======== Listed records ========

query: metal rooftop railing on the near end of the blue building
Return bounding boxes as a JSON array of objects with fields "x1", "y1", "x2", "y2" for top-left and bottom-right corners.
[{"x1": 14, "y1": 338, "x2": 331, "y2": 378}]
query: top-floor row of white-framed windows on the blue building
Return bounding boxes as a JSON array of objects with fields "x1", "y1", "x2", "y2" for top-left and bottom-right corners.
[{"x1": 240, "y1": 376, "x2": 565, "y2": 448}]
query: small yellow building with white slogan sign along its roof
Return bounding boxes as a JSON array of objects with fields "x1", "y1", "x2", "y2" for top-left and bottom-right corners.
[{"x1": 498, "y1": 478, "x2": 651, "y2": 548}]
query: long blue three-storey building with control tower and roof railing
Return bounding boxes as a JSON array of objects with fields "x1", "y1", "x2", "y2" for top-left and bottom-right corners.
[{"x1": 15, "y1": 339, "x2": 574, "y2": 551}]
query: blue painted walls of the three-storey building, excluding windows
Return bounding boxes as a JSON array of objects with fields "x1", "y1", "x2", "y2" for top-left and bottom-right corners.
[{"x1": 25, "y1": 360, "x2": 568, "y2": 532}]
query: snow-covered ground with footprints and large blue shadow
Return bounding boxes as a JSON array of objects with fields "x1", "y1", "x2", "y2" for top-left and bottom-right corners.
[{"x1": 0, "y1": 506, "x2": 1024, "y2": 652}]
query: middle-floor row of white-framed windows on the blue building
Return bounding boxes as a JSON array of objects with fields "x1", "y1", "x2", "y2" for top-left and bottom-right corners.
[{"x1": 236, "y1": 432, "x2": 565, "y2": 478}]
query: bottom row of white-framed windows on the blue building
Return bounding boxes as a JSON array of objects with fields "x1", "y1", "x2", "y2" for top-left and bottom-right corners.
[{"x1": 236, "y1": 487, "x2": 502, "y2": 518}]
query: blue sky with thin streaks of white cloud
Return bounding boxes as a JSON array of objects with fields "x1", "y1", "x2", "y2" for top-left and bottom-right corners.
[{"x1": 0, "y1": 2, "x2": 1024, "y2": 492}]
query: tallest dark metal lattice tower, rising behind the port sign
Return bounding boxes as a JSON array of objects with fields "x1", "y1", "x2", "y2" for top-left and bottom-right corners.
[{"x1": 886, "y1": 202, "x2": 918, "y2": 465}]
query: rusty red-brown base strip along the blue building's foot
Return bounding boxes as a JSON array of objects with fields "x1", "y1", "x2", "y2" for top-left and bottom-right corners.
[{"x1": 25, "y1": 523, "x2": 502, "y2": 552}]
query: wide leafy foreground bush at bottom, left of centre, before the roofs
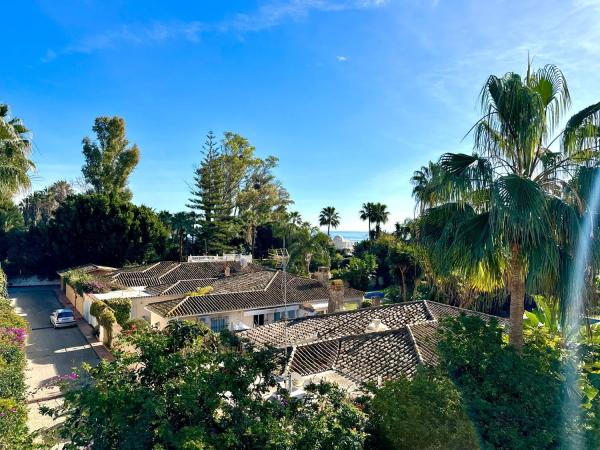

========

**The problem**:
Set down every entry above without alteration, but print no images.

**Solution**:
query: metal rooftop railing on the near end of the blue building
Return bounding boxes as a JSON array of objects with fields "x1", "y1", "x2", "y2" for top-left and bottom-right corners.
[{"x1": 14, "y1": 338, "x2": 331, "y2": 378}]
query: top-floor row of white-framed windows on the blue building
Return bounding boxes as a JSON array of objects with fields "x1", "y1", "x2", "y2" for top-left and bottom-right corners.
[{"x1": 240, "y1": 376, "x2": 565, "y2": 448}]
query: small yellow building with white slogan sign along its roof
Return bounding boxes as a JSON array of objects with fields "x1", "y1", "x2", "y2" for top-left and bottom-right corners.
[{"x1": 498, "y1": 478, "x2": 651, "y2": 548}]
query: long blue three-storey building with control tower and roof railing
Return bounding boxes as a JSON array of objects with fields "x1", "y1", "x2", "y2" for top-left and bottom-right corners.
[{"x1": 15, "y1": 339, "x2": 574, "y2": 551}]
query: blue painted walls of the three-storey building, excluding windows
Return bounding boxes as a JSON array of objects with fields "x1", "y1", "x2", "y2" for top-left and bottom-right corners.
[{"x1": 25, "y1": 360, "x2": 568, "y2": 532}]
query: snow-covered ground with footprints and large blue shadow
Return bounding boxes as a JSON array of objects with fields "x1", "y1", "x2", "y2" for top-left and bottom-right corners.
[{"x1": 0, "y1": 506, "x2": 1024, "y2": 652}]
query: middle-floor row of white-framed windows on the blue building
Return bounding boxes as a JSON array of objects with fields "x1", "y1", "x2", "y2" for top-left and bottom-right corners.
[{"x1": 236, "y1": 432, "x2": 565, "y2": 478}]
query: bottom row of white-framed windows on the blue building
Return bounding boxes as a JSON array of objects with fields "x1", "y1", "x2", "y2" for top-left and bottom-right corners.
[{"x1": 236, "y1": 487, "x2": 502, "y2": 518}]
query: blue sky with thin streaks of white cloud
Return bounding boxes as a JSON array of objects with fields "x1", "y1", "x2", "y2" for top-left and bottom-right corners.
[{"x1": 0, "y1": 2, "x2": 1024, "y2": 492}]
query: tallest dark metal lattice tower, rising behind the port sign
Return bounding boxes as a JSON array of objects with fields "x1", "y1", "x2", "y2" for top-left and bottom-right corners.
[{"x1": 886, "y1": 202, "x2": 918, "y2": 465}]
query: rusty red-brown base strip along the blue building's foot
Return bounding boxes as a JSON array of objects with fields "x1", "y1", "x2", "y2" for top-left and bottom-right corners.
[{"x1": 25, "y1": 523, "x2": 502, "y2": 552}]
query: wide leafy foreground bush at bottom, left of centre, before the roofs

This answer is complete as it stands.